## start Data in this exercise
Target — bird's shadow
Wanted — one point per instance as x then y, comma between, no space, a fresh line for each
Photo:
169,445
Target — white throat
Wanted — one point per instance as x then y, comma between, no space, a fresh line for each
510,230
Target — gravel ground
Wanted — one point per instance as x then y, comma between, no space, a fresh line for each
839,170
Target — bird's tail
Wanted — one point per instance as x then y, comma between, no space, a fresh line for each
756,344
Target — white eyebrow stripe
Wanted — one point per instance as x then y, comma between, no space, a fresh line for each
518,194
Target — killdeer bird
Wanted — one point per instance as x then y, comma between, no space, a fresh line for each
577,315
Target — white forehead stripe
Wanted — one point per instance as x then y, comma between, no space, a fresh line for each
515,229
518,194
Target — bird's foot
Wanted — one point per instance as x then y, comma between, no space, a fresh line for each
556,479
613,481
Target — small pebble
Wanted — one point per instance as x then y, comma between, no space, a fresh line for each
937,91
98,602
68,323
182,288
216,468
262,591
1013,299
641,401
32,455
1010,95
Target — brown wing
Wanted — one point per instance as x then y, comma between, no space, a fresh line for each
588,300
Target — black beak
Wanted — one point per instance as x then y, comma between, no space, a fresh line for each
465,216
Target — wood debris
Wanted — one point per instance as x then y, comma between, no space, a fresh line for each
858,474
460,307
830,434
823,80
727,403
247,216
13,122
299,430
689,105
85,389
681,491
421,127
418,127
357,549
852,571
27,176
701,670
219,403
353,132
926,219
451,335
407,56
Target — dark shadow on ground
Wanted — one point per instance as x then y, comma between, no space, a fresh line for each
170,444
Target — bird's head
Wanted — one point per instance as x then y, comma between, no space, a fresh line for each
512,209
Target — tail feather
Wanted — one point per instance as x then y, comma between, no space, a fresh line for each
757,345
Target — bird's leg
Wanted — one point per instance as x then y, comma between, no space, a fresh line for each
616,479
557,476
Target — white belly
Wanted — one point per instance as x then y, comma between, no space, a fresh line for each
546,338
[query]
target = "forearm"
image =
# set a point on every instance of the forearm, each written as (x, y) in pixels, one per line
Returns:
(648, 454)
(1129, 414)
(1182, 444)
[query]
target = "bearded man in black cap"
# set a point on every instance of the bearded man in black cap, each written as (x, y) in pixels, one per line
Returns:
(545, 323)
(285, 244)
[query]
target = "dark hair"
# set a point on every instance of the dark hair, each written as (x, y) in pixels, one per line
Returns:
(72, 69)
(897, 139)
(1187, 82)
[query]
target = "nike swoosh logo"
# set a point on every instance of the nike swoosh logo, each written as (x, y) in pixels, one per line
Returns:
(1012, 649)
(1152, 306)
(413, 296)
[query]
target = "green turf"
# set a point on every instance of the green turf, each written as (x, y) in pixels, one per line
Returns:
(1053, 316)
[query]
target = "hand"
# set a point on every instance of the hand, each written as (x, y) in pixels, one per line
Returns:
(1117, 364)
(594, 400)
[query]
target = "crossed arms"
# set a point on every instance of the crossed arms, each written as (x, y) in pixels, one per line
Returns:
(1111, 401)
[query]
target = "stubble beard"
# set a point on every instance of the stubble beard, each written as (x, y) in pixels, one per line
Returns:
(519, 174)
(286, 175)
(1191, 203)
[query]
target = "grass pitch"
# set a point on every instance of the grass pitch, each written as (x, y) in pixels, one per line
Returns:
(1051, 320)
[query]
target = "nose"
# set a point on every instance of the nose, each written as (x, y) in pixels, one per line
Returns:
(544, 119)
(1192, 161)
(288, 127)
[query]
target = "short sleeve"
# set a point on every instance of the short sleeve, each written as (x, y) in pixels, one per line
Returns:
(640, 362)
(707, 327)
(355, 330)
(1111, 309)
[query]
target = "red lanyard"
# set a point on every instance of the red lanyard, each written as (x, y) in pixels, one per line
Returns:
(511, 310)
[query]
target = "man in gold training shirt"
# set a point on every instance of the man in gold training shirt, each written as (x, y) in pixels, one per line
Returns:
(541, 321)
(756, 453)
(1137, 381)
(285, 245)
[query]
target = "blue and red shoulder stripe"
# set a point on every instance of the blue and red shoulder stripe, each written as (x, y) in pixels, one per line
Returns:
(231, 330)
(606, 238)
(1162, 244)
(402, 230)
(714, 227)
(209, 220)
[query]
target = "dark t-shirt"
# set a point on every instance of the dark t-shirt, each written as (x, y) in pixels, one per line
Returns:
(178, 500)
## end Data in this exercise
Instructions for the task ▸
Rewrite the records from the line containing "Target — bird's leg" down to the line containing "(1111, 401)", both lines included, and leave every request line unchanged. In the answers, multiply each coordinate by 1.45 and round it to a whole number, with halves rounding up.

Solution to this problem ▸
Target — bird's leg
Wanted — one point per instance as x then y, comma between, no space, a fresh line for each
893,695
808,690
Target — white belly
Wanted — one point per instance as x then y, comma between, no space, a fresh line for each
792,490
[query]
target = "forearm"
image =
# set a point on every instance of the forearm, each written as (x, y) in pixels, one per line
Returns:
(940, 658)
(1637, 600)
(1714, 644)
[query]
target = "bearded man in black cap"
# set a point on every instance of the bearded man in black cap, each written as (x, y) in pixels, one per line
Returns:
(790, 468)
(413, 354)
[query]
target = "dark hair"
# set a point on every instance of the dark hair, each written as (x, y) in pixels, one per line
Returns:
(104, 100)
(1301, 202)
(1721, 119)
[query]
target = "nike swoosh logo"
# set a point on every instance of the nike swoosh logo, each written as (x, y) in pixels, one per line
Returns:
(1467, 941)
(1670, 444)
(599, 429)
[query]
target = "green turf"
# set a point on every instance of the green turf, each written as (x, y) in pixels, one per line
Returns:
(1527, 458)
[query]
target = "hand"
# set a point on every instance of the hand, each written as (x, y) in pixels, one per line
Returns:
(1620, 528)
(861, 580)
[query]
target = "crossed arms"
# set a point on every instance of the crossed arms, each written as (x, y) in pixels, one per line
Returns:
(1611, 581)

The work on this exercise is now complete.